UNITED STATES DISTRICT COURT EASTERN DISTRICT OF NEW YORK
Apr 12, 2013
03 CR 492 (RJD) (E.D.N.Y. Apr. 12, 2013)

Opinion

03 CR 492 (RJD) 13 CV 598 (RJD)

04-12-2013

UNITED STATES OF AMERICA, v. JOY POPE, Defendant.


MEMORANDUM & ORDER

DEARIE, District Judge.

Alleging that she was denied her Sixth Amendment right to the effective assistance of counsel in connection with her plea of guilty, on July 30, 2003, to a single count of mail fraud in violation of 18 U.S.C. §1341, defendant Joy Pope moves for a writ of error coram nobis vacating the judgment of conviction entered January 22, 2004. Pope was sentenced to five years' probation and restitution in the amount of $67,608, all of which she has paid.

On the basis of this conviction, immigration officials detained Pope in August 2012 and, following removal proceedings, ordered her deportation. See Order of Removal dated October 19, 2012 (ECF # 11 in 13 CV 598). The Court understands that the order became final on or about February 12, 2013, that Pope is currently in the custody of Immigration and Customs Enforcement in Minnesota and that her removal is imminent.

Pope's principal claim in her coram nobis application is that the attorney who advised her at the relevant time affirmatively misrepresented the deportation consequences of her guilty plea. Following a conference on April 4, 2013 during which the Court inquired of Pope's former attorney, the government—in a highly commendable gesture—agreed that a constitutional violation occurred at the time of Pope's plea and relinquished its former objections to Pope's application. See Gov't Letter dated April 9, 2013 (ECF # 16 in 13 CV 598). Accordingly, and with only brief discussion in light of the government's concessions and the parties' assumed familiarity with the facts, the Court grants Pope's application and vacates her 2004 mail fraud conviction,

I. The Ineffective Assistance of Pope's Former Counsel

To show that the performance of counsel deprived her of her Sixth Amendment right, Pope must demonstrate that "counsel's representation fell below an objective standard of reasonableness," Strickland v. Washington, 466 U.S. 668, 688 (1984), and that "there is a reasonable probability that, but for counsel's unprofessional errors, the result of the proceeding would have been different." Id. at 694. The Strickland two-part test governs allegations of ineffective assistance at the plea stage. Hill v. Lockhart, 474 U.S. 52, 58 (1985). To show prejudice, "the defendant must show that there is a reasonable probability that, but for counsel's errors, he would not have pleaded guilty and would have insisted on going to trial." Hill, 474 U.S. at 59. In United States v. Couto, 311 F.3d 179 (2d Cir. 2002), the Second Circuit held that "an affirmative misrepresentation by counsel as to the deportation consequences of a guilty plea is . . . objectively unreasonable" and "meets the first prong of the Strickland test." 311 F.3d at 188. The government agrees that Couto remains good law in the Second Circuit after Padilla v. Kentucky, 559 U.S. 356(2010), and Chaidez v. United States, ____ U.S. ____, 133 S. Ct. 1103 (2013). See Gov't Letter at 2-3.

Pointing and labeling entries
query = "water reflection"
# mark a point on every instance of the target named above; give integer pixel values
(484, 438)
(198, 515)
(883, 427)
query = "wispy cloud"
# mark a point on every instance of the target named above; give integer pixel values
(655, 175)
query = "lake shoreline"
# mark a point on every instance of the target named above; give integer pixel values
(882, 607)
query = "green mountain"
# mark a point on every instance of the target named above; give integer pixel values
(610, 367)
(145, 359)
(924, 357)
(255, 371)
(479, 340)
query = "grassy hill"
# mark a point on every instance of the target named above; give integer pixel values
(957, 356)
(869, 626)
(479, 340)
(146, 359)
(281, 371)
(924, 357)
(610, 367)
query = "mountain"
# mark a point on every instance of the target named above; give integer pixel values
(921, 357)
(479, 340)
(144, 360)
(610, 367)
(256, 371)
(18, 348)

==

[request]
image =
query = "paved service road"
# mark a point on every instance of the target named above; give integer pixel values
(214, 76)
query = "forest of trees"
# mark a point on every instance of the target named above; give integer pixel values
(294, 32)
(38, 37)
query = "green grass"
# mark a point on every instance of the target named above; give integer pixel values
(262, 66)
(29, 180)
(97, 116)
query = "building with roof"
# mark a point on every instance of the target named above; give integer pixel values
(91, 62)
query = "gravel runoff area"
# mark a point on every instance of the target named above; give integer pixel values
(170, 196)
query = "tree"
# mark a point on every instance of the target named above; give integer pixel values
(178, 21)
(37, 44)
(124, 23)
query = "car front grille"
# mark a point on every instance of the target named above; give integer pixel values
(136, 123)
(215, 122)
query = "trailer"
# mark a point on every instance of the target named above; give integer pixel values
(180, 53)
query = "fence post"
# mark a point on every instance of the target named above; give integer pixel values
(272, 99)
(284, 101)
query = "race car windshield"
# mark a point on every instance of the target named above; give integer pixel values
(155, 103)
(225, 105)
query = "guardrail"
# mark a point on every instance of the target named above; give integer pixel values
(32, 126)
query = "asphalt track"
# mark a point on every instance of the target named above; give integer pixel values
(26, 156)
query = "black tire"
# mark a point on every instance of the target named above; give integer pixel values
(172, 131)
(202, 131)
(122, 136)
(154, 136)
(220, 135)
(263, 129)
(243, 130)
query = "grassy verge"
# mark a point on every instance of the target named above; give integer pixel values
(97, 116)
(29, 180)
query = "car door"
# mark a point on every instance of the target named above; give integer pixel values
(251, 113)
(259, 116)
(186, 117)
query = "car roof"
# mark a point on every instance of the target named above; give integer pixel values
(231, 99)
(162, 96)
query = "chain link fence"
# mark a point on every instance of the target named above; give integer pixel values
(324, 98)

__PROBLEM DETAILS__
Could you carry on the court memorandum on Joy Pope's coram nobis motion from the point where it stops?

__RESPONSE__
On the basis of Pope's affidavit dated January 12, 2012, the statements Pope's former attorney made to the Court at the April 4, 2013 conference, the order of removal issued against Pope, and the government's recent concessions, the Court finds that Pope's former attorney, although acting with the best of intentions, affirmatively misrepresented to Pope the deportation consequences of her guilty plea. Apparently unaware of the applicable provisions of the Immigration and Nationality Act, Pope's former attorney incorrectly advised his client then, and still mistakenly believes today, that Pope would not be subject to deportation so long as she made full restitution. Pope attests that she "would never have agreed" to the plea agreement if she had known that her deportation would result, Pope Affidavit at 4, and the government recognizes that it has "no evidence with which to refute" Pope's claim, nor does it affirmatively argue that her position is unreasonable. The Court notes that at the time Pope pled guilty, she had been living in the United States for fifteen years and had given birth to four United States citizens. Taking account of the record as whole, therefore, the Court agrees that, had Pope not been misled by her attorney, there is a reasonable probability that she would not have agreed to the government's plea offer. The Court therefore concludes that Pope's mail fraud conviction was obtained in violation of her Sixth Amendment right to the effective assistance of counsel and cannot stand.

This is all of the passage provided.